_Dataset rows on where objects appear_
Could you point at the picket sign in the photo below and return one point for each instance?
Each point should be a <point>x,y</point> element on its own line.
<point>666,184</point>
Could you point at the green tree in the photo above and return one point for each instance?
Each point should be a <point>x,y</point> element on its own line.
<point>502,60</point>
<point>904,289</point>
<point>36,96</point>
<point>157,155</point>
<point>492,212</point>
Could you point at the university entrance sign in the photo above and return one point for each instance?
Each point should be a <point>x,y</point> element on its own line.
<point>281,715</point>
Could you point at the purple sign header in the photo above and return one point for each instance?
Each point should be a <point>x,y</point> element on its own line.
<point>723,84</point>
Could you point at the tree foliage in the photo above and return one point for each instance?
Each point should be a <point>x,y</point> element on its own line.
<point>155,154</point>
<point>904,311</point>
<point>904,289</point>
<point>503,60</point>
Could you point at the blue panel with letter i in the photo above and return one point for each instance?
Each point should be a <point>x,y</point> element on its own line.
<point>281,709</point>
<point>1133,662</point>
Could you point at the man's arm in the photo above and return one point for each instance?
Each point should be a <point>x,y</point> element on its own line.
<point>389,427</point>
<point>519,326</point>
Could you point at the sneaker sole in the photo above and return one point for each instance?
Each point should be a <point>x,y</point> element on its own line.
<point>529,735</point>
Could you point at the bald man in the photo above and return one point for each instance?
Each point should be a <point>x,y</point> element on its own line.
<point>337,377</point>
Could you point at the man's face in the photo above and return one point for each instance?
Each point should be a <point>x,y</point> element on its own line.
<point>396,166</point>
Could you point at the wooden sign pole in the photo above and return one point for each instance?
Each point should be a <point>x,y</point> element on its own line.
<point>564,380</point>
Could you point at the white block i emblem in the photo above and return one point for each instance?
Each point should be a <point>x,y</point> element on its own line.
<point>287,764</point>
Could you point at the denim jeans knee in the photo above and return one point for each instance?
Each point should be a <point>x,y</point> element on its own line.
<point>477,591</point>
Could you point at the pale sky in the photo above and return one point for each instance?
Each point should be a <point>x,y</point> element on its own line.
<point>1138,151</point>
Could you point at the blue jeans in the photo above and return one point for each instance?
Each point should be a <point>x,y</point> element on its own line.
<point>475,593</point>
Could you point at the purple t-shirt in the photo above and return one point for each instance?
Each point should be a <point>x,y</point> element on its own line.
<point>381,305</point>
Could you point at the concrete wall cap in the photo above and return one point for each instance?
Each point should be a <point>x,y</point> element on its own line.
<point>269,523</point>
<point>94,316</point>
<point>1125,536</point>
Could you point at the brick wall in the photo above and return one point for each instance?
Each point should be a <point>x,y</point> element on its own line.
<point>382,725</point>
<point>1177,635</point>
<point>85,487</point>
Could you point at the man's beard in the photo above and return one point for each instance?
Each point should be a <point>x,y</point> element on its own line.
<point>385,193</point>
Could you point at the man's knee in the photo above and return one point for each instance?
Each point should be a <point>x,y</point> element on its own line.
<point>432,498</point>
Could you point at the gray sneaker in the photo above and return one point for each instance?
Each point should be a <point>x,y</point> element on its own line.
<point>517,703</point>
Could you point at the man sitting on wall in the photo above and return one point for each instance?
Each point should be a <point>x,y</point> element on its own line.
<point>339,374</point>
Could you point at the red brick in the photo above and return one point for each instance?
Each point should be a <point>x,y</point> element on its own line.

_Task goal_
Lay out every one of the rows above as a JSON list of strings, with one string per line and no entries for blank lines.

_Completed task_
[
  "Could you point at the picket sign in the photo below and return one point for each instance?",
  "Each point should be a <point>x,y</point> element on its own line.",
  "<point>666,184</point>",
  "Could you point at the green tree in the photo above and return one point for each instance?",
  "Each point should be a <point>x,y</point> element on its own line.",
  "<point>502,60</point>",
  "<point>904,289</point>",
  "<point>36,96</point>",
  "<point>157,155</point>",
  "<point>492,212</point>",
  "Could you point at the university entrance sign in the photo above and return one point for each instance?",
  "Each point should be a <point>x,y</point> element on its own line.",
  "<point>281,715</point>",
  "Could you point at the purple sign header in the photo above and return one point for each instance?",
  "Each point should be a <point>x,y</point> element on its own line.",
  "<point>723,84</point>",
  "Could you point at the tree foliage in the photo above and return one point for each instance?",
  "Each point should be a <point>x,y</point> element on its own line.",
  "<point>155,154</point>",
  "<point>904,311</point>",
  "<point>904,289</point>",
  "<point>503,60</point>",
  "Could you point at the blue panel with letter i in the photo above and return one point for each instance?",
  "Each point should be a <point>x,y</point> element on its own line.",
  "<point>281,709</point>",
  "<point>1133,662</point>",
  "Could you point at the man's arm in the photo above and return one point for each instance?",
  "Each point should be a <point>x,y</point> element on its own line.",
  "<point>389,427</point>",
  "<point>519,326</point>",
  "Could you point at the sneaker sole in the photo above and return one point for each instance?",
  "Each point should be a <point>x,y</point> element on its own line.",
  "<point>529,735</point>",
  "Could you point at the bald man in the photo above and return one point for each instance?",
  "Each point should be a <point>x,y</point> element on its own line.",
  "<point>337,377</point>",
  "Could you point at the man's face in the photo above and return one point for each instance?",
  "Each point should be a <point>x,y</point> element on its own line.",
  "<point>396,166</point>",
  "Could you point at the wooden sign pole in the photo above and return one point for each instance?",
  "Each point should be a <point>x,y</point> element on its own line.",
  "<point>564,380</point>",
  "Could you point at the white block i emblem in the photo above and return one point for each instance?",
  "Each point should be a <point>x,y</point> element on its own line.",
  "<point>287,764</point>",
  "Could you point at the denim jeans knee in the photo above and return one point for each instance?",
  "Each point should be a <point>x,y</point> element on its own line.",
  "<point>477,591</point>",
  "Could you point at the pale sky in the photo above and return one point for each instance?",
  "Each point should be a <point>x,y</point> element on its own line.",
  "<point>1138,151</point>",
  "Could you point at the blue jeans in the photo above and return one point for each instance?",
  "Each point should be a <point>x,y</point> element on its own line.",
  "<point>475,593</point>",
  "Could you point at the purple t-shirt in the photo above and return one point for each instance?",
  "Each point should be a <point>x,y</point> element on its own line.",
  "<point>381,305</point>",
  "Could you point at the concrete wall cap in the photo above and return one point for each instance?",
  "Each point should be a <point>x,y</point> element on its own line.",
  "<point>269,523</point>",
  "<point>94,316</point>",
  "<point>1125,536</point>",
  "Could you point at the brick wall in the photo above and return one point for each instance?",
  "Each point should be a <point>x,y</point> element on its own line.",
  "<point>382,725</point>",
  "<point>1177,635</point>",
  "<point>85,487</point>",
  "Could you point at the man's beard in the photo above and return one point for each instance?",
  "Each point should be a <point>x,y</point> element on its own line.",
  "<point>385,193</point>",
  "Could you point at the man's knee in the photo above and return one point for each instance?",
  "Each point should be a <point>x,y</point> element on its own line.",
  "<point>432,498</point>",
  "Could you point at the gray sneaker in the photo above and return one point for each instance?",
  "Each point should be a <point>x,y</point> element on its own line.",
  "<point>517,703</point>",
  "Could you point at the man sitting on wall in the photo above and return one point for each instance?",
  "Each point should be a <point>x,y</point> element on its own line.",
  "<point>339,374</point>",
  "Could you point at the red brick in the photo above and return one point for each instance?",
  "Each point should be a <point>x,y</point> element on its own line."
]